**Exercise description**
Output as a numbered list, omitting blank lines, only the portion of the entries that opens with their first line and closes with the line containing "positive clicks: (53, 54)", both lines included.

Saved entries

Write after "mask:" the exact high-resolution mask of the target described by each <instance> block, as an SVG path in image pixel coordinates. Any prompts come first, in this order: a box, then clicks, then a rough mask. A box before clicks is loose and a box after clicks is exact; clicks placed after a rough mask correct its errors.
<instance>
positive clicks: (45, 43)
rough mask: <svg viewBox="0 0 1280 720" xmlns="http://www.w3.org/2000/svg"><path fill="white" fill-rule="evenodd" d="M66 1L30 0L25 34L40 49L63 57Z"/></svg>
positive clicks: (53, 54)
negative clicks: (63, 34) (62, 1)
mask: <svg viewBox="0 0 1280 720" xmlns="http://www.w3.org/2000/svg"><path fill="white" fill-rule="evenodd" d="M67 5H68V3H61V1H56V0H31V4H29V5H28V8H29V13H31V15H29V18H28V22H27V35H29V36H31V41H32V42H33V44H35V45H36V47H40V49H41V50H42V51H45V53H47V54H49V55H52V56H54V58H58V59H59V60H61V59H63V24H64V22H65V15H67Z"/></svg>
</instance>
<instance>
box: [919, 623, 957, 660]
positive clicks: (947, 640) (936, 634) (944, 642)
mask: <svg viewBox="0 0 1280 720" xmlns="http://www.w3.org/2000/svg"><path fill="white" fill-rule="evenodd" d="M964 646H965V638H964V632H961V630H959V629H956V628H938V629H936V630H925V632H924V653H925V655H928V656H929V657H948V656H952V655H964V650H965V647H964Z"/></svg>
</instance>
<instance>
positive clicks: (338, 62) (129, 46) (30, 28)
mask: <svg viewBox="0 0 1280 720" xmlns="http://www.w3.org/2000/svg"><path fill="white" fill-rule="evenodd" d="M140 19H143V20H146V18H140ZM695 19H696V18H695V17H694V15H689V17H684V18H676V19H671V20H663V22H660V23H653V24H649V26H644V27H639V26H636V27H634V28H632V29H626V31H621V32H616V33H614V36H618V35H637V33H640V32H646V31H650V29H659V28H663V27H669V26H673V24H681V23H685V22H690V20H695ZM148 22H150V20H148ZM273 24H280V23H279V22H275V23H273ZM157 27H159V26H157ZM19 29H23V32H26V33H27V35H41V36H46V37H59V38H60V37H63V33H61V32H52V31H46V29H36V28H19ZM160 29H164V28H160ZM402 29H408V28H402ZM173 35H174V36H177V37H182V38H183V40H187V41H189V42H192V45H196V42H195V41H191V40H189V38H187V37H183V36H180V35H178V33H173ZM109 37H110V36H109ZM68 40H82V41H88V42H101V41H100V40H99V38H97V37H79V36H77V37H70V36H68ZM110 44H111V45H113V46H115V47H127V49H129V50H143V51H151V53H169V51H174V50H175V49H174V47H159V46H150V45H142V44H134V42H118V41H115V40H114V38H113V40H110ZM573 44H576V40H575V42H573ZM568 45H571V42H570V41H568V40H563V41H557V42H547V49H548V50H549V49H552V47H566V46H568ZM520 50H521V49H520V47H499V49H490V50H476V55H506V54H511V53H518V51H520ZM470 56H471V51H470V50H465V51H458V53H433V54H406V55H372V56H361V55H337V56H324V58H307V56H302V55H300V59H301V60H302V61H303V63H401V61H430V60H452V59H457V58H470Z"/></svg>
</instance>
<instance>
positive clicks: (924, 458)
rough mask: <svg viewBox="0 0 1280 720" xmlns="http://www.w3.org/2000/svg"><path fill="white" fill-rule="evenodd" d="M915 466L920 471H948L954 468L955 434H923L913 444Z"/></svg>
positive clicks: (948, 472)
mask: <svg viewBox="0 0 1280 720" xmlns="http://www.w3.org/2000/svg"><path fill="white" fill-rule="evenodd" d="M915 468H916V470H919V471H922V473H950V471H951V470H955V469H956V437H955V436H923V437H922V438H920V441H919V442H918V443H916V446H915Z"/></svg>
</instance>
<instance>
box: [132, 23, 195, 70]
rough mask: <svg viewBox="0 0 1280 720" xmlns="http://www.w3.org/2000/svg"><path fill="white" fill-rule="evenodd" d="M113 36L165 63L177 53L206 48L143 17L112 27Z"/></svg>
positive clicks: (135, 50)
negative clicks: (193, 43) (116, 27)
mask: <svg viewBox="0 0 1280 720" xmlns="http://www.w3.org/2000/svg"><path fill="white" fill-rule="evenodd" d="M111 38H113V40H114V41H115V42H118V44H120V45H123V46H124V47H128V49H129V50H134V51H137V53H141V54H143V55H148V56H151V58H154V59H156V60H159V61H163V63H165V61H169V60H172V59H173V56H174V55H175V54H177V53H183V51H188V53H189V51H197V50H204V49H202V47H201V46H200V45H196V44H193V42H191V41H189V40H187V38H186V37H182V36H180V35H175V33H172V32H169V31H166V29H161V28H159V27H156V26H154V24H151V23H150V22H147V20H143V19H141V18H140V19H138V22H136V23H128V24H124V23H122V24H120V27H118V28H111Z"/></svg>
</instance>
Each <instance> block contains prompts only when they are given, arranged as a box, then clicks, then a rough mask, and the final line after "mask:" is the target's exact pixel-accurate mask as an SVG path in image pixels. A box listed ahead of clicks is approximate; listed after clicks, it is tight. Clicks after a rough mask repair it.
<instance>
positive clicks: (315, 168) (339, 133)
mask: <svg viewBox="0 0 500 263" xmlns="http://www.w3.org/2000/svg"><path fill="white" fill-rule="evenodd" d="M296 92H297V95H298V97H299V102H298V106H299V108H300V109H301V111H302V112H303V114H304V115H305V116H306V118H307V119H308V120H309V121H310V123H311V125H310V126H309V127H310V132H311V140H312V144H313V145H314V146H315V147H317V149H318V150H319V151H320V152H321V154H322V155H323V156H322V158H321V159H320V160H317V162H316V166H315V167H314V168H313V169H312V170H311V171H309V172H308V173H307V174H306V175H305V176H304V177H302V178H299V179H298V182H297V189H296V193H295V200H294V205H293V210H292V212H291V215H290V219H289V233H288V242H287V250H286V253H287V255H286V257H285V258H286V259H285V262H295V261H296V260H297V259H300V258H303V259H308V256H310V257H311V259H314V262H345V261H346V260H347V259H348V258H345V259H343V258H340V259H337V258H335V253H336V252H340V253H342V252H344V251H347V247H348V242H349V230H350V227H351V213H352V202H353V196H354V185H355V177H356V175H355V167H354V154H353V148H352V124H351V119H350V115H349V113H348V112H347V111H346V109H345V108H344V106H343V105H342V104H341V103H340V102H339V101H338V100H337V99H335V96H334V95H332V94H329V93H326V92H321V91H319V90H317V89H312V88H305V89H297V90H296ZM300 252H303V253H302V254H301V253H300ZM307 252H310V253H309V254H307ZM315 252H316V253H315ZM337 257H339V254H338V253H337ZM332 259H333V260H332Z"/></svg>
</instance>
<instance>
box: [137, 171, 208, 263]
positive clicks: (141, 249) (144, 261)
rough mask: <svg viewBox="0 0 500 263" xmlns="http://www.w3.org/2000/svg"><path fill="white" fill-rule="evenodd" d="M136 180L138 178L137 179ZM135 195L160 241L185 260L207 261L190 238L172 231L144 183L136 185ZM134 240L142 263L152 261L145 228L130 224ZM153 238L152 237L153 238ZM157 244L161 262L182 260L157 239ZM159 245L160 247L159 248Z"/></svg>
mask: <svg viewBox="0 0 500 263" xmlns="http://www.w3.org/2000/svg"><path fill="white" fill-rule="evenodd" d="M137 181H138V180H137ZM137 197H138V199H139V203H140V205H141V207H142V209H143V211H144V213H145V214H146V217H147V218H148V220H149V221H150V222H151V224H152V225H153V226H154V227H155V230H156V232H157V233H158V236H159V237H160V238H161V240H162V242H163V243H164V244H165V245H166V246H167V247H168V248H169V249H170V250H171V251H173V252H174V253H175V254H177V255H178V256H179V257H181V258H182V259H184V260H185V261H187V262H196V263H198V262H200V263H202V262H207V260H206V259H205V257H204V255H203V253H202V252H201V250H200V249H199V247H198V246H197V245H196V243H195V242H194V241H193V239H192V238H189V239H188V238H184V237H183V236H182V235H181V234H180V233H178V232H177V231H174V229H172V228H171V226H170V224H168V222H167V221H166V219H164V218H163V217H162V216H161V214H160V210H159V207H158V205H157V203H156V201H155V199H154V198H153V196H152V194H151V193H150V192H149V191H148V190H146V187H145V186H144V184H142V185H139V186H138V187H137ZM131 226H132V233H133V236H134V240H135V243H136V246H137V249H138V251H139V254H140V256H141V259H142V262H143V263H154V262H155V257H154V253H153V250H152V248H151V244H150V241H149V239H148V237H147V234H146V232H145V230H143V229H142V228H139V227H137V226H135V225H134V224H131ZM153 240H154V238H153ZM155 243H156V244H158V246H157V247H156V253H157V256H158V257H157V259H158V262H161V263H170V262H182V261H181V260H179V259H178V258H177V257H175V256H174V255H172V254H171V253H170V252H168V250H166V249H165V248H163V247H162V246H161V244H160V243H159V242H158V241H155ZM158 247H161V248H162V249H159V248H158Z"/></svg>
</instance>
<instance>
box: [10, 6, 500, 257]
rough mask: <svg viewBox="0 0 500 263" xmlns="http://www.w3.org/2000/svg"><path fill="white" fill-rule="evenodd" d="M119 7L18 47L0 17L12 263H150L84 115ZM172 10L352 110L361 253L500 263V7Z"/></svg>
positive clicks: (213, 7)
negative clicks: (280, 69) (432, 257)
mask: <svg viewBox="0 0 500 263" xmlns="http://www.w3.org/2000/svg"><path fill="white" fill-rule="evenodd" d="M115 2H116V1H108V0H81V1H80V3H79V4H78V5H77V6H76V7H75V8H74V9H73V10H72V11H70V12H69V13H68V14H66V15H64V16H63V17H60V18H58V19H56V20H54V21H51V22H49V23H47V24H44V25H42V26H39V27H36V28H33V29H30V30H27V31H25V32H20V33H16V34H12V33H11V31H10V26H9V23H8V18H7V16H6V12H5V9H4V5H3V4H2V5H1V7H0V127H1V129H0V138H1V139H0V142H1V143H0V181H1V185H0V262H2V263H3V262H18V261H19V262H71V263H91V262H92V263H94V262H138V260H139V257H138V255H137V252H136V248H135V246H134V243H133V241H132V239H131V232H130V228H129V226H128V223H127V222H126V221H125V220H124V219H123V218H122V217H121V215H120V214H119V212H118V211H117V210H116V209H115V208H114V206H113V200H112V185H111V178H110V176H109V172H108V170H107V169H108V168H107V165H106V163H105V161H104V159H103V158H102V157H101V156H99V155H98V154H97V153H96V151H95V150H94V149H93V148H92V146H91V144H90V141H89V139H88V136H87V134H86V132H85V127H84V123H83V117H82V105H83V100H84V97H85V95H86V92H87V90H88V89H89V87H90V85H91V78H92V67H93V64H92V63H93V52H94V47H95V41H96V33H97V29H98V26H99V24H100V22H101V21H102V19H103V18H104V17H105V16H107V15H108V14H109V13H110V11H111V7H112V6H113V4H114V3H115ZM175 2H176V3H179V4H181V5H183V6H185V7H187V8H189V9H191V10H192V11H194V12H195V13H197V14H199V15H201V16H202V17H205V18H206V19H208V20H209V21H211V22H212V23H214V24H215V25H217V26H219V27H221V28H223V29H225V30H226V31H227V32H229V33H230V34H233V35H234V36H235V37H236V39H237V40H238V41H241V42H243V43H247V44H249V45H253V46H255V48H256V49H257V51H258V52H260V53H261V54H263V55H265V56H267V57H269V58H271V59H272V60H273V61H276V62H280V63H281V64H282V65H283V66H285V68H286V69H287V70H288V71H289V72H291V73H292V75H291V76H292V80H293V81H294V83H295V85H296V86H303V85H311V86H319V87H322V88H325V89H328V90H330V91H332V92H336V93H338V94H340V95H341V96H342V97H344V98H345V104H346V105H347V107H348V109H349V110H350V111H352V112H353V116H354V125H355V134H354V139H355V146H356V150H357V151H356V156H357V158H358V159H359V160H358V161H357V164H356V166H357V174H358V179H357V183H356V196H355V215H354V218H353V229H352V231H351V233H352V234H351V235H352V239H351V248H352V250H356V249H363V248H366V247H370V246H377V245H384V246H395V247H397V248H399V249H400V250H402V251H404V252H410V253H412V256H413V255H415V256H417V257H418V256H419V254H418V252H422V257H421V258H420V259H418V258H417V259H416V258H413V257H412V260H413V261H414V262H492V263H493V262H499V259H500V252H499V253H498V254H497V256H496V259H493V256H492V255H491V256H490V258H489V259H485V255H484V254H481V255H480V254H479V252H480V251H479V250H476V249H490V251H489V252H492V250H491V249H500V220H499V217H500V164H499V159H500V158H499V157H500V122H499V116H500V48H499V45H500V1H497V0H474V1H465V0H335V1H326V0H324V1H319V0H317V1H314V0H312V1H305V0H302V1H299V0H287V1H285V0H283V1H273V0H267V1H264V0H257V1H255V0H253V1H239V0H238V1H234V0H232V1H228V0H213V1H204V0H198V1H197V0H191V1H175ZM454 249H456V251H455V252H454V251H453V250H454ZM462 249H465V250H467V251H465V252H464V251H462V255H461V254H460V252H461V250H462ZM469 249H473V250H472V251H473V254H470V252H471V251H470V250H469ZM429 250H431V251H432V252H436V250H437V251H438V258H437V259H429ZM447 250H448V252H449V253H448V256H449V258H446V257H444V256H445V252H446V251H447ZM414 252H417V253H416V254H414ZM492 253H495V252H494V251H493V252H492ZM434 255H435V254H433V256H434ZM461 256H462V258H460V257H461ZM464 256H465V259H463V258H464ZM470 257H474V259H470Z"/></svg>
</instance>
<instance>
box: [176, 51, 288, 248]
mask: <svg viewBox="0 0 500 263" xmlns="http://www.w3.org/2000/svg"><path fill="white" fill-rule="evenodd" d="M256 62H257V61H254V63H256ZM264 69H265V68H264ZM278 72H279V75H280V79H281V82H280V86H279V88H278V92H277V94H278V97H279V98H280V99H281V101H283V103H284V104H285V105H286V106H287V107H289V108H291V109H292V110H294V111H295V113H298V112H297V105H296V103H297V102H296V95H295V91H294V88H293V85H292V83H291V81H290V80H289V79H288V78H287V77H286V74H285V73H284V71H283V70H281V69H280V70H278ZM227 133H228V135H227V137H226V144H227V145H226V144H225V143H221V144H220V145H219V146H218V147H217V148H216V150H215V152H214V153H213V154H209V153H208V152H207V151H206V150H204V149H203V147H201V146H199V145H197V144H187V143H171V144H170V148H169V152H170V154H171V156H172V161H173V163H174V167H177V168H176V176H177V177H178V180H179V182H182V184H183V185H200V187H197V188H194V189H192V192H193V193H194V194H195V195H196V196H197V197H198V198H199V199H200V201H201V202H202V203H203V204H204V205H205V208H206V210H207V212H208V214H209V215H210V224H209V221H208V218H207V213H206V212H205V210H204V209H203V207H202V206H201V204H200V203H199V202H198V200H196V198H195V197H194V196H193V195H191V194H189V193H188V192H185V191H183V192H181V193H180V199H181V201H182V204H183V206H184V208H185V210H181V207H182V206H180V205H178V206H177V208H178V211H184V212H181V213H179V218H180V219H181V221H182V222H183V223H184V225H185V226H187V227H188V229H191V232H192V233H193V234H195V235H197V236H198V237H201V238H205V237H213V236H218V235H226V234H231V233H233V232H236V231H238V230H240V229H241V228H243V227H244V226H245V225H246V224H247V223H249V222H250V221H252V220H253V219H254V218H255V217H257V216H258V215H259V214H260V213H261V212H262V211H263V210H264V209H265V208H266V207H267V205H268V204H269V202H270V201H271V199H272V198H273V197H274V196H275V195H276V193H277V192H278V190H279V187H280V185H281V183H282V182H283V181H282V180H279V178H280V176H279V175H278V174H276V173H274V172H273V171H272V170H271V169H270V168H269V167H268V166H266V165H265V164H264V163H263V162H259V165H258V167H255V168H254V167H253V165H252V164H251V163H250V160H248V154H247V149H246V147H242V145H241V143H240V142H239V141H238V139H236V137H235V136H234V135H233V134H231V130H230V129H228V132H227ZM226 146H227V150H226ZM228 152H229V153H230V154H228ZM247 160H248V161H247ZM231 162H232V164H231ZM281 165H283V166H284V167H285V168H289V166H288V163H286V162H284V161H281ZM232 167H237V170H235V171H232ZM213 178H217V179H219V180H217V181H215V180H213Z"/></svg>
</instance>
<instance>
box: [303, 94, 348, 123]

**Result for this exercise**
1. Write after "mask:" the exact high-resolution mask of the target described by each <instance> block, as an SVG path in image pixel coordinates. Any prompts come first, in this order: a box, then clicks, then a rough mask. A box before clicks is loose and a box after clicks is exact; clicks placed after a rough mask correct its errors.
2. <instance>
3. positive clicks: (45, 43)
4. rough mask: <svg viewBox="0 0 1280 720" xmlns="http://www.w3.org/2000/svg"><path fill="white" fill-rule="evenodd" d="M66 1L30 0L25 34L40 49L63 57Z"/></svg>
5. positive clicks: (53, 54)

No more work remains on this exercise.